# [Instructions for the task]
Format every line below as a JSON list of strings, one string per line, skipping any blank lines.

___ Provided information ___

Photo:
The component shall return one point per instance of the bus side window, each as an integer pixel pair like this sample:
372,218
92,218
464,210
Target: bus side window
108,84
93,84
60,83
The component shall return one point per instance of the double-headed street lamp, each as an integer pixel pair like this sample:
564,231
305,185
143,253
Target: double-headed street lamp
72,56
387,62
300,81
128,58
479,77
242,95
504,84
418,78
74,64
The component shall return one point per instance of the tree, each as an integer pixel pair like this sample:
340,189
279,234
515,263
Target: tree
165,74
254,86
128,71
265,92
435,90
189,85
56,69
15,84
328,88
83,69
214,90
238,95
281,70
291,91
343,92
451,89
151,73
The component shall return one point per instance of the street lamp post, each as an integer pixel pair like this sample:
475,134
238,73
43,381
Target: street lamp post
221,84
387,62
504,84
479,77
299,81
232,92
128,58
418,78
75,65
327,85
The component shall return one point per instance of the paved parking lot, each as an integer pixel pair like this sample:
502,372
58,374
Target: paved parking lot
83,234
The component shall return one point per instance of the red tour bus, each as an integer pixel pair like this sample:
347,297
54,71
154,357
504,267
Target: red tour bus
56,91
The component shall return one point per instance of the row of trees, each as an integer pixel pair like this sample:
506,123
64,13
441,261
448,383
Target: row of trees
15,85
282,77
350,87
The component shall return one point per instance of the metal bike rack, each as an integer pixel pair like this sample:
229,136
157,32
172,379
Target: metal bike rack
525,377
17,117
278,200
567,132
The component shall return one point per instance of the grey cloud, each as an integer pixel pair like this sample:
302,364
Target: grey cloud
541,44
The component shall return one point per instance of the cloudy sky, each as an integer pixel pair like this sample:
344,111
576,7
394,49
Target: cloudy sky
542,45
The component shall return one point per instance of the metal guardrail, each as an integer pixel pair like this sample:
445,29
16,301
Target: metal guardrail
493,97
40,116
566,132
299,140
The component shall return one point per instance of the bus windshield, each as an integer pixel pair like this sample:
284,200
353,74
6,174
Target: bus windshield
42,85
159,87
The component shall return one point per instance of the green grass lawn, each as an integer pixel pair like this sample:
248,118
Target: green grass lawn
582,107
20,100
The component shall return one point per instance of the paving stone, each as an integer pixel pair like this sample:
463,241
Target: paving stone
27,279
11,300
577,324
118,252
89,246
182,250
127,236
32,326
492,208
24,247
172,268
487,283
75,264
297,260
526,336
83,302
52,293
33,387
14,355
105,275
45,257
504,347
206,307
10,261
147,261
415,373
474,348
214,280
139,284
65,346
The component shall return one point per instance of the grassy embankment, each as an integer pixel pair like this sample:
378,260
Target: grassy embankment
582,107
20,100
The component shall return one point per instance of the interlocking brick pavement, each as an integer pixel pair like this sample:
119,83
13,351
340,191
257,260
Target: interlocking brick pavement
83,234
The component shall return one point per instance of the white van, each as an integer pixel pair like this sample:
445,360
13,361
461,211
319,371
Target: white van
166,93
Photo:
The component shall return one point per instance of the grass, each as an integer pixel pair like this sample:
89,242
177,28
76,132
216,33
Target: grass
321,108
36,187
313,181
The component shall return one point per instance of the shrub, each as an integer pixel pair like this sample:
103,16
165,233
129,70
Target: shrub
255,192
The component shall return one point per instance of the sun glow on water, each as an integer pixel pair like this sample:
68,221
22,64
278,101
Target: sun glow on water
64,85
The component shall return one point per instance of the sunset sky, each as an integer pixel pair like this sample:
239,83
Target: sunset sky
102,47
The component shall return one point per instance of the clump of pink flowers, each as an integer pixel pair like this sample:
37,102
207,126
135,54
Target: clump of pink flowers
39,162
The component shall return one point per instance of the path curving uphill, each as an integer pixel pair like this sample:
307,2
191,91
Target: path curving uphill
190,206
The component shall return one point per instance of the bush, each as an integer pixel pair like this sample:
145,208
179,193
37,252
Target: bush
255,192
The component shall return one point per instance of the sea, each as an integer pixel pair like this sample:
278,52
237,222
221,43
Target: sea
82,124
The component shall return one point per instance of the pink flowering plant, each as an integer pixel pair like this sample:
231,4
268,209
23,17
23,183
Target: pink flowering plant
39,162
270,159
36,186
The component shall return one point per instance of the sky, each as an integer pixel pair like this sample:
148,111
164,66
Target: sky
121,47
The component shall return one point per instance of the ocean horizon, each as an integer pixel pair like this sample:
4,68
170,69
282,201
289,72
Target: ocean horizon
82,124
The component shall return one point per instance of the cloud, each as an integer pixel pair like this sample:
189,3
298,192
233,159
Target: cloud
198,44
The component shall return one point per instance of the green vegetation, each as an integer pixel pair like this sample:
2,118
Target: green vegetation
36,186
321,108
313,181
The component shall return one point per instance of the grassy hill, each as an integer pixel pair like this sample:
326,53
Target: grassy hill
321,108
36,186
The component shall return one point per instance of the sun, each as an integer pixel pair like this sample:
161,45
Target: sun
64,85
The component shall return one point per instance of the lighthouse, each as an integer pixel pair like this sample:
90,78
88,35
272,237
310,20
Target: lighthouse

___

# [Correct answer]
[
  "Photo:",
  "The component shall return one point per instance of the bus side window, each as an integer pixel pair like this sample:",
  "372,218",
  "92,218",
  "464,210",
  "Target: bus side window",
  "108,84",
  "93,84",
  "60,83",
  "The component shall return one point per instance of the double-headed street lamp, each as an integer pixel pair like this sample:",
  "564,231",
  "305,185",
  "143,253",
  "Target: double-headed street lamp",
  "72,56",
  "387,62",
  "300,81",
  "128,58",
  "479,77",
  "242,95",
  "504,84",
  "418,78",
  "74,64",
  "The component shall return one point per instance of the tree, each as an integer pixel pair like this sample:",
  "340,189",
  "279,234",
  "515,263",
  "Target: tree",
  "165,74",
  "254,86",
  "128,71",
  "265,92",
  "435,90",
  "189,85",
  "56,69",
  "15,84",
  "328,88",
  "83,69",
  "214,90",
  "238,95",
  "281,70",
  "291,91",
  "343,92",
  "451,89",
  "151,73",
  "The component shall return one point per instance of the street lamp post, each as an integer pixel pair like this sample:",
  "475,134",
  "238,73",
  "43,381",
  "Target: street lamp post",
  "221,84",
  "387,62",
  "504,84",
  "479,77",
  "299,81",
  "232,92",
  "128,58",
  "418,78",
  "75,65",
  "327,85",
  "The component shall return one point per instance of the paved parking lot, each as an integer pixel pair like this sample:",
  "502,372",
  "58,374",
  "Target: paved parking lot",
  "83,234",
  "The component shall return one point per instance of the red tour bus, each as an integer pixel pair like this sample:",
  "347,297",
  "54,71",
  "154,357",
  "504,267",
  "Target: red tour bus",
  "56,91",
  "The component shall return one point per instance of the row of trees, each as an integer pixel pair like this sample:",
  "506,123",
  "64,13",
  "441,261",
  "448,383",
  "Target: row of trees",
  "15,85",
  "282,77",
  "350,87",
  "The component shall return one point per instance of the metal bike rack, each as an integer pixel pair like this sample:",
  "229,136",
  "157,32",
  "172,379",
  "Target: metal bike rack",
  "525,377",
  "17,117",
  "278,200",
  "567,132",
  "The component shall return one point per instance of the grey cloud, each as an integer pixel pair like this sample:",
  "302,364",
  "Target: grey cloud",
  "541,44",
  "The component shall return one point per instance of the cloudy sky, each as an integer pixel pair like this sample:",
  "344,111",
  "576,7",
  "394,49",
  "Target: cloudy sky",
  "542,45",
  "The component shall return one point per instance of the metal guardrail, each as an integer pixel pair like this sample:",
  "445,29",
  "16,301",
  "Target: metal guardrail",
  "493,97",
  "40,116",
  "566,132",
  "299,140",
  "The component shall return one point per instance of the bus windshield, each as an integer pixel pair like this sample:",
  "284,200",
  "353,74",
  "6,174",
  "Target: bus windshield",
  "42,85",
  "159,87",
  "The component shall return one point per instance of the green grass lawn, each as an integer pixel pair like this sample:",
  "248,118",
  "Target: green grass lawn",
  "582,107",
  "20,100",
  "The component shall return one point per instance of the paving stone, each as an integer pixel pair like this sample:",
  "463,241",
  "Target: paving stone",
  "27,279",
  "11,300",
  "577,324",
  "118,252",
  "89,246",
  "182,250",
  "127,236",
  "32,326",
  "492,208",
  "24,247",
  "172,268",
  "487,283",
  "75,264",
  "297,260",
  "526,336",
  "83,302",
  "52,293",
  "33,387",
  "14,355",
  "105,275",
  "45,257",
  "504,347",
  "206,307",
  "10,261",
  "147,261",
  "415,373",
  "474,348",
  "214,280",
  "139,284",
  "65,346",
  "The component shall return one point per instance of the grassy embankment, each as an integer pixel pair like this sample:",
  "378,260",
  "Target: grassy embankment",
  "582,107",
  "20,100",
  "The component shall return one point per instance of the interlocking brick pavement, each as an integer pixel pair like this sample:",
  "119,83",
  "13,351",
  "340,191",
  "257,260",
  "Target: interlocking brick pavement",
  "83,234",
  "The component shall return one point per instance of the white van, each as an integer pixel pair like this sample:",
  "445,360",
  "13,361",
  "461,211",
  "319,371",
  "Target: white van",
  "166,93",
  "Photo:",
  "The component shall return one point per instance of the grass, each as an integer pixel pair like this sample:",
  "89,242",
  "177,28",
  "76,132",
  "216,33",
  "Target: grass",
  "321,108",
  "36,187",
  "313,181",
  "The component shall return one point per instance of the shrub, each as an integer pixel pair like this sample:",
  "103,16",
  "165,233",
  "129,70",
  "Target: shrub",
  "255,192",
  "The component shall return one point per instance of the sun glow on water, each as an integer pixel pair like this sample:",
  "68,221",
  "22,64",
  "278,101",
  "Target: sun glow on water",
  "64,85",
  "The component shall return one point per instance of the sunset sky, each as an integer pixel pair like this sample:",
  "239,83",
  "Target: sunset sky",
  "102,47",
  "The component shall return one point per instance of the clump of pink flowers, each as an integer pixel pair like this sample:",
  "37,102",
  "207,126",
  "135,54",
  "Target: clump of pink flowers",
  "39,162",
  "The component shall return one point per instance of the path curving uphill, each as an integer pixel pair like this sample:",
  "307,2",
  "191,91",
  "Target: path curving uphill",
  "190,206",
  "The component shall return one point per instance of the bush, each as an integer pixel pair like this sample:",
  "145,208",
  "179,193",
  "37,252",
  "Target: bush",
  "255,192",
  "The component shall return one point per instance of the sea, each as an integer pixel pair like this sample:",
  "278,52",
  "237,222",
  "221,43",
  "Target: sea",
  "82,124",
  "The component shall return one point per instance of the pink flowering plant, each as an integer pixel pair like this sample:",
  "231,4",
  "268,209",
  "23,17",
  "23,183",
  "Target: pink flowering plant",
  "39,162",
  "270,159",
  "36,186",
  "The component shall return one point per instance of the sky, each as an integer pixel pair like this sample:",
  "148,111",
  "164,66",
  "Target: sky",
  "121,47",
  "The component shall return one point per instance of the ocean horizon, each as an integer pixel pair like this sample:",
  "4,68",
  "170,69",
  "282,201",
  "289,72",
  "Target: ocean horizon",
  "82,124",
  "The component shall return one point per instance of the cloud, each as an integer pixel pair like this sample:",
  "189,3",
  "298,192",
  "233,159",
  "Target: cloud",
  "198,44",
  "The component shall return one point per instance of the green vegetation, each as an integer pixel pair like this sample:",
  "2,118",
  "Target: green vegetation",
  "36,186",
  "321,108",
  "313,181",
  "The component shall return one point per instance of the grassy hill, each as an integer pixel pair like this sample:",
  "326,53",
  "Target: grassy hill",
  "321,108",
  "36,186",
  "The component shall return one point per instance of the sun, each as an integer pixel pair like this sample:",
  "161,45",
  "Target: sun",
  "64,85",
  "The component shall return one point per instance of the lighthouse, each as an integer pixel pair like this sample:",
  "90,78",
  "88,35",
  "272,237",
  "310,20",
  "Target: lighthouse"
]